#### Supplied text:
§

More Information regarding the design and the electronics employed can be found here

User-Configurable Functions

Since it is expected that most users will be fairly computer averse, the device should not require a significant amount of configuration/programming on their part. Pressing the alarm acknowledgement/dispensing button should be the primary way that the user interacts with the device. However, since the precise timing of the dispensing alarms will affect the user’s daily routine, we believe that the user should have some control over this timing. Of course, it would defeat the purpose of the device to allow the user arbitrary control over when medications are dispensed, since the device is supposed to carry-out prescribing physicians’ instructions. As a compromise between the extremes of total user and total physician control, the pharmacist responsible for entering programming instructions onto the containers of individual medications should only be able to indicate that a particular dose be dispensed at one of five general times of day (i.e. Morning, Noon, Afternoon, Evening, Before Bed). Each of these times should be associated with a particular time interval of the day, and the user should be able to specify the precise time within each interval at which medications will be dispensed. For instance, the user might be able to specify any time between 5 and 9am as the time at which medications they are supposed to take in the morning are dispensed.

§

#### Listed records:

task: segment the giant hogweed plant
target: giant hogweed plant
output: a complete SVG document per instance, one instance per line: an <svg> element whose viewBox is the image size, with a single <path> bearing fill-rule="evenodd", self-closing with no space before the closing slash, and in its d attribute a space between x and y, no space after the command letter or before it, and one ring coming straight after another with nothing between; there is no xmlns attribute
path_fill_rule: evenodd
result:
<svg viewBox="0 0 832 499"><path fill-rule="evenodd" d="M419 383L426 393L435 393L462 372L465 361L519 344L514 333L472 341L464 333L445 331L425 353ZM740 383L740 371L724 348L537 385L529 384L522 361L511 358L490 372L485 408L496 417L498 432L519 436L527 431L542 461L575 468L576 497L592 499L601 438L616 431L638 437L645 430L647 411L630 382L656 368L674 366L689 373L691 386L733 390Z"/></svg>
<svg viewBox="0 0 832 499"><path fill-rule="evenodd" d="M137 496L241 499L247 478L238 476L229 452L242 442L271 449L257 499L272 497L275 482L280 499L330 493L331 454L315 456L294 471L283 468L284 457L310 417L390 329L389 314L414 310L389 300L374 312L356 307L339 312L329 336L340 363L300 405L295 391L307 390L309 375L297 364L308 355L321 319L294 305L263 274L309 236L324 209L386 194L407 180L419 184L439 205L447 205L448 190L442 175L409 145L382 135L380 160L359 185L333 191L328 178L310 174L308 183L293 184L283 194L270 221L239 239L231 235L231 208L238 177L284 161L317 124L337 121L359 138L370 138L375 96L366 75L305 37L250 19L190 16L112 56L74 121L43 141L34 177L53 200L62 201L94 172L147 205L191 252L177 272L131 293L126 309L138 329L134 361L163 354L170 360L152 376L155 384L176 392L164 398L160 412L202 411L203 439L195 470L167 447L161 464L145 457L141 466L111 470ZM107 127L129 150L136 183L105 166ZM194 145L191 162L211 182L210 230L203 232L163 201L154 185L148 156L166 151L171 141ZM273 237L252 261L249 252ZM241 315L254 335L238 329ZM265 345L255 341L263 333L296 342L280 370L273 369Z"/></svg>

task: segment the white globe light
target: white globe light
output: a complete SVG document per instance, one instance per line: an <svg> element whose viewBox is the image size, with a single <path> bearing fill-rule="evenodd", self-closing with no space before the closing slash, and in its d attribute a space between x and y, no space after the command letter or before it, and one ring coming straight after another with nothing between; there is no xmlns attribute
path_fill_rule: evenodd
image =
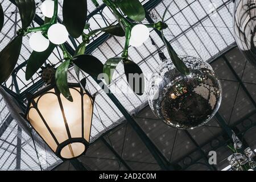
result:
<svg viewBox="0 0 256 182"><path fill-rule="evenodd" d="M131 38L130 39L130 45L131 46L133 46L135 47L138 47L142 46L143 43L143 42L139 42L136 41L135 40L134 40L133 39L133 37L131 37Z"/></svg>
<svg viewBox="0 0 256 182"><path fill-rule="evenodd" d="M52 25L48 30L48 38L55 44L62 44L68 39L68 32L66 27L62 24Z"/></svg>
<svg viewBox="0 0 256 182"><path fill-rule="evenodd" d="M149 38L148 28L142 24L137 24L131 30L131 36L136 42L143 43Z"/></svg>
<svg viewBox="0 0 256 182"><path fill-rule="evenodd" d="M52 18L54 13L54 1L52 0L46 0L42 3L40 7L43 14L48 18ZM60 11L58 6L58 14Z"/></svg>
<svg viewBox="0 0 256 182"><path fill-rule="evenodd" d="M31 35L29 40L31 48L36 52L46 51L49 47L49 41L42 34L42 32L36 32Z"/></svg>

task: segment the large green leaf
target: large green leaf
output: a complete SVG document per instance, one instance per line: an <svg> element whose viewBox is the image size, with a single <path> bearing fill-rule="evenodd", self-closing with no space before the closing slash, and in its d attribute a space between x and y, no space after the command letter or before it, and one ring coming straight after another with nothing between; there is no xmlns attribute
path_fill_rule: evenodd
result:
<svg viewBox="0 0 256 182"><path fill-rule="evenodd" d="M168 6L166 7L166 10L164 11L164 14L162 18L162 22L164 22L164 18L168 11L168 9L169 9L172 3L172 1L169 4ZM171 57L171 59L175 66L176 68L183 75L189 75L190 71L188 68L186 66L186 65L183 63L183 61L179 57L178 55L172 48L171 44L164 37L163 30L162 31L162 36L163 38L163 42L166 47L167 48L168 52L169 53L170 56Z"/></svg>
<svg viewBox="0 0 256 182"><path fill-rule="evenodd" d="M110 26L109 27L102 28L101 30L108 34L118 36L124 36L125 32L120 24Z"/></svg>
<svg viewBox="0 0 256 182"><path fill-rule="evenodd" d="M73 63L94 78L102 73L103 64L97 58L89 55L75 56Z"/></svg>
<svg viewBox="0 0 256 182"><path fill-rule="evenodd" d="M0 3L0 31L3 26L3 22L5 21L5 15L3 14L3 8L2 7L1 3Z"/></svg>
<svg viewBox="0 0 256 182"><path fill-rule="evenodd" d="M26 68L26 80L30 80L42 67L53 51L56 45L50 43L48 48L43 52L33 51L27 60Z"/></svg>
<svg viewBox="0 0 256 182"><path fill-rule="evenodd" d="M133 92L139 96L143 95L144 79L141 68L134 62L127 59L123 61L123 67L127 81ZM133 79L131 80L131 78Z"/></svg>
<svg viewBox="0 0 256 182"><path fill-rule="evenodd" d="M11 75L20 52L22 36L15 38L0 52L0 84Z"/></svg>
<svg viewBox="0 0 256 182"><path fill-rule="evenodd" d="M27 28L32 23L35 15L36 5L35 0L15 1L20 15L22 28Z"/></svg>
<svg viewBox="0 0 256 182"><path fill-rule="evenodd" d="M145 10L139 0L118 0L121 10L134 21L141 22L145 18Z"/></svg>
<svg viewBox="0 0 256 182"><path fill-rule="evenodd" d="M87 18L86 0L64 0L63 23L67 30L74 38L82 34Z"/></svg>
<svg viewBox="0 0 256 182"><path fill-rule="evenodd" d="M55 80L57 87L60 93L69 101L73 102L73 98L69 92L68 84L68 71L70 60L65 60L57 68Z"/></svg>
<svg viewBox="0 0 256 182"><path fill-rule="evenodd" d="M86 44L84 42L82 42L76 49L75 56L84 55L85 52L86 48ZM80 69L75 64L74 65L74 68L77 79L80 81ZM85 78L86 79L86 78Z"/></svg>
<svg viewBox="0 0 256 182"><path fill-rule="evenodd" d="M105 78L106 84L110 84L112 80L113 75L117 65L123 60L122 57L115 57L108 59L105 63L103 68L103 73L108 75L108 78Z"/></svg>
<svg viewBox="0 0 256 182"><path fill-rule="evenodd" d="M82 42L76 48L75 52L75 56L81 55L84 54L86 48L86 44Z"/></svg>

§

#### Exercise:
Answer these from the text on the medication dispenser:
1. What is meant to be the user's primary way of interacting with the device?
2. How many general times of day can the pharmacist assign a dose to?
3. In the example given, what range of times might the user pick from for morning medications?

#### Task answer:
1. Pressing the alarm acknowledgement/dispensing button.
2. Five (Morning, Noon, Afternoon, Evening, Before Bed).
3. Any time between 5 and 9am.